* _Material from a labeling collection_:
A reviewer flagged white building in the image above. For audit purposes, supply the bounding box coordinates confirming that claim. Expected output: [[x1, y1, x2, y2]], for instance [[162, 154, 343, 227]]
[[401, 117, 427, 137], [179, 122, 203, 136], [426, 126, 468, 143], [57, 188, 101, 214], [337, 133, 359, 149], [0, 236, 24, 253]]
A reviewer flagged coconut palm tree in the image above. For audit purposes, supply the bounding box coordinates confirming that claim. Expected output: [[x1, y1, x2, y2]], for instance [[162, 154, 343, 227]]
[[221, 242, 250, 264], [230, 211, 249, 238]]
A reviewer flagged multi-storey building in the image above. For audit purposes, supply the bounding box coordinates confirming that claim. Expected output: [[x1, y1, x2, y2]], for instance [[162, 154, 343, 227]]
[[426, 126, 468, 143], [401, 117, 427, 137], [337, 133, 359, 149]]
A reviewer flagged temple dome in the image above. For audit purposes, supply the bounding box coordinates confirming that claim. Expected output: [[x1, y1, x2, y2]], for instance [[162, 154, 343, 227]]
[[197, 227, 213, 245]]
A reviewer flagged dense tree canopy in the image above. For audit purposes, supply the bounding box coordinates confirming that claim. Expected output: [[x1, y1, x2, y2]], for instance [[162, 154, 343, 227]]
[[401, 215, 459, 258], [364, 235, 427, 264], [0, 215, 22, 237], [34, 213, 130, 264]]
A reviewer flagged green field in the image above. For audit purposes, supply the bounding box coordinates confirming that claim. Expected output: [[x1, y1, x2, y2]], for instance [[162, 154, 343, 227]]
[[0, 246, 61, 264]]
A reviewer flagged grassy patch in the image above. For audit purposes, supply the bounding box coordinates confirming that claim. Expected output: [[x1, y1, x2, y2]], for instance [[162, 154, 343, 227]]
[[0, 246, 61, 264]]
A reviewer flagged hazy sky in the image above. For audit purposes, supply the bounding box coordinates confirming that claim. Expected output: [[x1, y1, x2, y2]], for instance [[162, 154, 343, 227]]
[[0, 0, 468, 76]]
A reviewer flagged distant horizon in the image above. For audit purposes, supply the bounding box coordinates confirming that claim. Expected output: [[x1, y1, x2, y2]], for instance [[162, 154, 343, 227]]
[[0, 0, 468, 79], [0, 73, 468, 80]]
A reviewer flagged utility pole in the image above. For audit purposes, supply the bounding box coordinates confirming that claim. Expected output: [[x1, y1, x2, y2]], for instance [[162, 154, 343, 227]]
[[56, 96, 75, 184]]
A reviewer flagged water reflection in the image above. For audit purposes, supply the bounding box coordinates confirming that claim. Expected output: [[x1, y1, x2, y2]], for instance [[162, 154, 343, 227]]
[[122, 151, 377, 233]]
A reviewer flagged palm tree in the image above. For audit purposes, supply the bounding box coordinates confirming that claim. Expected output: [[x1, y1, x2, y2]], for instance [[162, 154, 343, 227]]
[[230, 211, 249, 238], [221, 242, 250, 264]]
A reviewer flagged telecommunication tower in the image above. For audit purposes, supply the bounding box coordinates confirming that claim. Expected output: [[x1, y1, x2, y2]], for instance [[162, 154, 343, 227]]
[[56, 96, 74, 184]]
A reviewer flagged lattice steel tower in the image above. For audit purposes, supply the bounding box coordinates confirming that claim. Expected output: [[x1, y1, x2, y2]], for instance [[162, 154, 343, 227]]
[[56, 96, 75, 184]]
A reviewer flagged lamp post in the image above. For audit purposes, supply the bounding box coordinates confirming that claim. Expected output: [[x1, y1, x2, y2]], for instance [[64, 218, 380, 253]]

* _Exercise brief_:
Return every line of the material above verbatim, with no changes.

* _Correct answer_:
A reviewer flagged white building in the image above. For audit purposes, supply the bounding box coordinates confirming that claim. Expected output: [[x1, y1, x2, y2]], for instance [[162, 154, 343, 227]]
[[401, 117, 427, 137], [179, 122, 203, 136], [426, 126, 468, 143], [57, 188, 101, 214], [337, 133, 359, 149], [0, 236, 24, 253]]
A reviewer flagged coconut palm tree in the image above. For audit purposes, supply the bounding box coordinates confirming that claim. Expected output: [[x1, y1, x2, y2]], for instance [[162, 154, 343, 227]]
[[221, 242, 250, 264], [230, 211, 249, 238]]
A reviewer flagged multi-storey building in the image above. For audit purposes, supply the bounding box coordinates confirming that claim. Expected output: [[x1, y1, x2, y2]], for instance [[162, 154, 343, 227]]
[[426, 126, 468, 143], [401, 117, 427, 137], [337, 133, 359, 149]]
A reviewer flagged temple dome in the image above. For audit purposes, supply the bounding box coordinates confirming that claim. Expected output: [[x1, y1, x2, y2]], for instance [[162, 154, 343, 227]]
[[197, 227, 213, 245]]
A reviewer flagged dense tree canopy in the image above. For audit purposes, supply the bounding box coordinates confirming that claim. Expected output: [[x1, y1, x2, y2]], for instance [[162, 154, 343, 227]]
[[401, 215, 459, 258], [364, 235, 427, 264], [0, 215, 22, 237], [34, 213, 130, 264]]
A reviewer flagged green field in the image above. For audit purposes, supply the bounding box coordinates confirming that claim. Expected output: [[x1, y1, x2, y2]], for instance [[162, 154, 343, 227]]
[[0, 246, 61, 264]]
A reviewer flagged grassy patch in the image above. For audit purposes, supply the bounding box coordinates confirming that claim. Expected output: [[x1, y1, x2, y2]], for instance [[162, 154, 343, 227]]
[[0, 246, 61, 264]]
A reviewer flagged hazy sky in the image above. For audit purposes, supply the bounding box coordinates confirming that claim. Expected output: [[x1, y1, x2, y2]], for instance [[162, 154, 343, 227]]
[[0, 0, 468, 76]]
A reviewer flagged distant horizon in the image above. For audit purposes, supply the bounding box coordinates confirming that claim. Expected output: [[x1, y1, x2, y2]], for instance [[162, 154, 343, 227]]
[[0, 0, 468, 79], [0, 73, 468, 80]]
A reviewer flagged utility pole in the image above. For audit purposes, supply the bounding box coordinates confirming that claim. Expected output: [[x1, y1, x2, y2]], for instance [[162, 154, 343, 227]]
[[56, 96, 75, 184]]
A reviewer flagged water reflection in the image above. For audit purposes, supply the bounding box coordinates confirming that claim. Expected output: [[x1, y1, x2, y2]], for instance [[162, 154, 343, 227]]
[[122, 151, 377, 233]]
A reviewer flagged palm tree in the image above. For audit purposes, supply the bounding box coordinates confirming that claim. Expected output: [[x1, y1, x2, y2]], for instance [[162, 154, 343, 227]]
[[230, 211, 249, 238], [221, 242, 250, 264]]
A reviewer flagged telecommunication tower in the image above. For audit purposes, supply the bounding box coordinates confirming that claim. Expected output: [[x1, y1, x2, y2]], for instance [[162, 154, 343, 227]]
[[56, 96, 74, 184]]
A reviewer flagged lattice steel tower in the image above. For audit purposes, supply the bounding box coordinates confirming that claim. Expected output: [[x1, y1, x2, y2]], for instance [[162, 154, 343, 227]]
[[56, 96, 75, 184]]
A reviewer flagged lamp post in the image above. For audit purposes, supply the bounding box coordinates confirming that claim. Expected output: [[x1, y1, x2, y2]], for instance [[64, 218, 380, 253]]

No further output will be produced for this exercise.